## Set problem A:
Name every person the mailing list thread mentions, giving each by full name.

## Passage shown:
┄┄┄┄┄┄
Indeed, I believe we would enable this in our kernels.

Cheers,

Tycho
Kees Cook July 5, 2017, 11:30 p.m. UTC | #6
On Thu, Jun 29, 2017 at 10:56 AM, Tycho Andersen <tycho@docker.com> wrote:
> On Thu, Jun 29, 2017 at 01:54:13PM -0400, Rik van Riel wrote:
>> On Thu, 2017-06-29 at 10:47 -0700, Kees Cook wrote:
>> > On Thu, Jun 29, 2017 at 10:05 AM, Christoph Lameter <cl@linux.com>
>> > wrote:
>> > > On Sun, 25 Jun 2017, Kees Cook wrote:
>> > >
>> > > > The difference gets lost in the noise, but if the above is
>> > > > sensible,
>> > > > it's 0.07% slower. ;)
>> > >
>> > > Hmmm... These differences add up. Also in a repetative benchmark
>> > > like that
>> > > you do not see the impact that the additional cacheline use in the
>> > > cpu
>> > > cache has on larger workloads. Those may be pushed over the edge of
>> > > l1 or
>> > > l2 capacity at some point which then causes drastic regressions.
┄┄┄┄┄┄
Data records:
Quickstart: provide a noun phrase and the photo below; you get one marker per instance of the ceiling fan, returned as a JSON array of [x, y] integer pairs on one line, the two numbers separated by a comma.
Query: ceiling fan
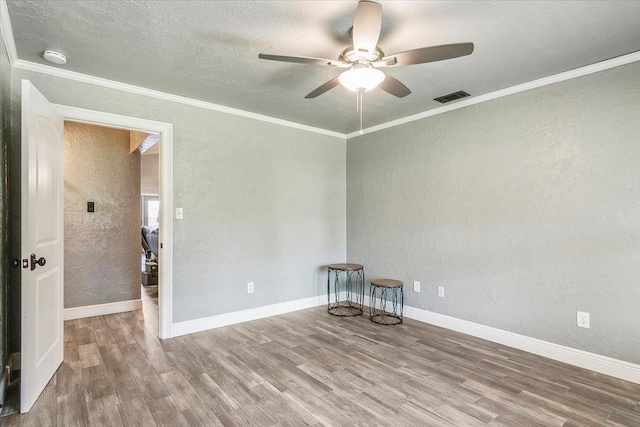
[[364, 58]]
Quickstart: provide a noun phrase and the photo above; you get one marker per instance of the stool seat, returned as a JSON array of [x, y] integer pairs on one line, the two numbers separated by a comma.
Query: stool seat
[[386, 301], [386, 283], [346, 267]]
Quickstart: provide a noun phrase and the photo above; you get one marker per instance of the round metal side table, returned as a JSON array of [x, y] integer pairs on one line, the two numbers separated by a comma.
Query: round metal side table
[[386, 301], [347, 296]]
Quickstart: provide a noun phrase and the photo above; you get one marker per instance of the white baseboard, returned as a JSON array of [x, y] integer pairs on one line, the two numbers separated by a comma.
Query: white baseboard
[[583, 359], [102, 309], [212, 322]]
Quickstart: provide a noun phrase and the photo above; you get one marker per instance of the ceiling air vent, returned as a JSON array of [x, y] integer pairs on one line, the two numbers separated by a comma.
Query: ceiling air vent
[[452, 97]]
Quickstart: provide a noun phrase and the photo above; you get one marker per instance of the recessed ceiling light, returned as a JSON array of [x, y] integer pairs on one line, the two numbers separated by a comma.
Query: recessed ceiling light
[[55, 57]]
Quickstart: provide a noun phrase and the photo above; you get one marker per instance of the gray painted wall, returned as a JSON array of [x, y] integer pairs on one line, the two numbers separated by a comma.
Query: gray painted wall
[[262, 202], [149, 178], [525, 208], [101, 249]]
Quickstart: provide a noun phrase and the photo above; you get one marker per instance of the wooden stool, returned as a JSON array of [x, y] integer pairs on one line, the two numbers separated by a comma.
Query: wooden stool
[[383, 291], [347, 301]]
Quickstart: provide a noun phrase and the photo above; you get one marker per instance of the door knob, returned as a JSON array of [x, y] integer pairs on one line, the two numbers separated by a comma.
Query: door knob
[[40, 261]]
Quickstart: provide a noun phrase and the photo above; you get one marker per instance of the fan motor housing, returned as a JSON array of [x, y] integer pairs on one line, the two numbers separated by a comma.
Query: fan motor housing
[[353, 56]]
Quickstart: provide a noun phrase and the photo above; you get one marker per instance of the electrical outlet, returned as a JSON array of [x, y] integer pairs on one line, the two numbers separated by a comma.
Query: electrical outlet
[[583, 320]]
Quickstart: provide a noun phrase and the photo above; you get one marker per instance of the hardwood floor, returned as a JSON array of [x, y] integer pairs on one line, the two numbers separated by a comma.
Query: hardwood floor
[[309, 368]]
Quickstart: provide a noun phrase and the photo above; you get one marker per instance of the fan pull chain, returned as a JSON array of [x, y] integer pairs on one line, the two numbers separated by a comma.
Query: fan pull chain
[[361, 92]]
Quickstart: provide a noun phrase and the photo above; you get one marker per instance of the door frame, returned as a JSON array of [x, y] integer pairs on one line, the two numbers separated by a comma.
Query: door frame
[[165, 130]]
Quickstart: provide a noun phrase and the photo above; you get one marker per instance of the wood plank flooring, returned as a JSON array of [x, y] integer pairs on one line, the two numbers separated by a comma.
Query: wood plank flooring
[[309, 368]]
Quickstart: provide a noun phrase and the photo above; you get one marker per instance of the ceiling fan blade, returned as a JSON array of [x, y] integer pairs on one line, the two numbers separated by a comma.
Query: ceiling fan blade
[[366, 26], [429, 54], [394, 86], [323, 88], [304, 60]]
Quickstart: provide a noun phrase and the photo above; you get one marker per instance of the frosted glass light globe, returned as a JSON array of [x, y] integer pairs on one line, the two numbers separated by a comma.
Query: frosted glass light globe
[[365, 78]]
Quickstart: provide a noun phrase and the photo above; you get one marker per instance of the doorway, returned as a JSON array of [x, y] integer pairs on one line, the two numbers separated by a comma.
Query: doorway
[[165, 194]]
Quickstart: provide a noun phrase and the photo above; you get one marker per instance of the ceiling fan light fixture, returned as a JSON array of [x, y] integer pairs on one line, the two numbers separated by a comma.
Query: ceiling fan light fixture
[[361, 78]]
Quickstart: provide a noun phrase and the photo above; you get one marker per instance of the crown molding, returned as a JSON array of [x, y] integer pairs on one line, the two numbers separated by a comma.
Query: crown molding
[[7, 33], [5, 26], [138, 90], [556, 78]]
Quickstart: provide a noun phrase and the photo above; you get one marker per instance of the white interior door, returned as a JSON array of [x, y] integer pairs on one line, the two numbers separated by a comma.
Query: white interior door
[[42, 240]]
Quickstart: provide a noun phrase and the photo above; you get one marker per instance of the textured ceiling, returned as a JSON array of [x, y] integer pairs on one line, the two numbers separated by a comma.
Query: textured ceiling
[[208, 50]]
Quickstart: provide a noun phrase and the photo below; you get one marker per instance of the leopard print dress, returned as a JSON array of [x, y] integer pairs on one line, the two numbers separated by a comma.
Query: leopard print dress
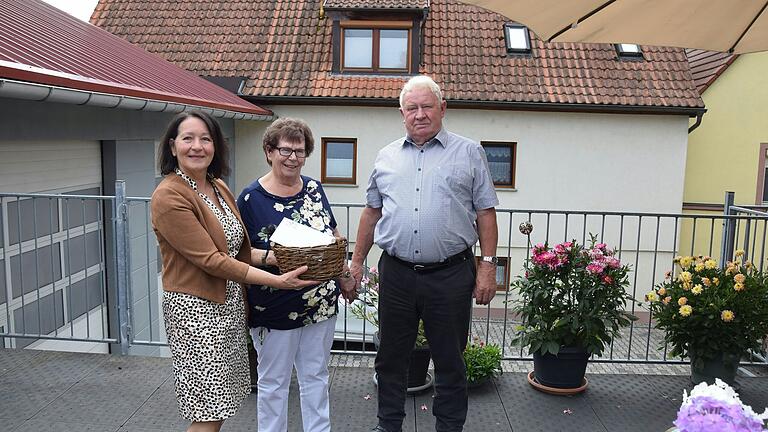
┄┄┄┄┄┄
## Set problem B:
Copy the stretch of the data rows from the line that contains "of the round" through the line that contains "[[386, 301], [347, 296]]", requests included. Multiply each point coordinate in the answers by 2.05 and round to whole numbers, halves rounding up, and return only those lines.

## Output A:
Kees Cook, Tycho Andersen, Rik van Riel, Christoph Lameter

## Output B:
Quickstart: provide a noun phrase and the photo above; you get one marker per instance of the round metal side table, returned as a JSON array of [x, y] integer pairs on one line, the two numbers separated by a comma.
Query: round metal side table
[[791, 617], [711, 607]]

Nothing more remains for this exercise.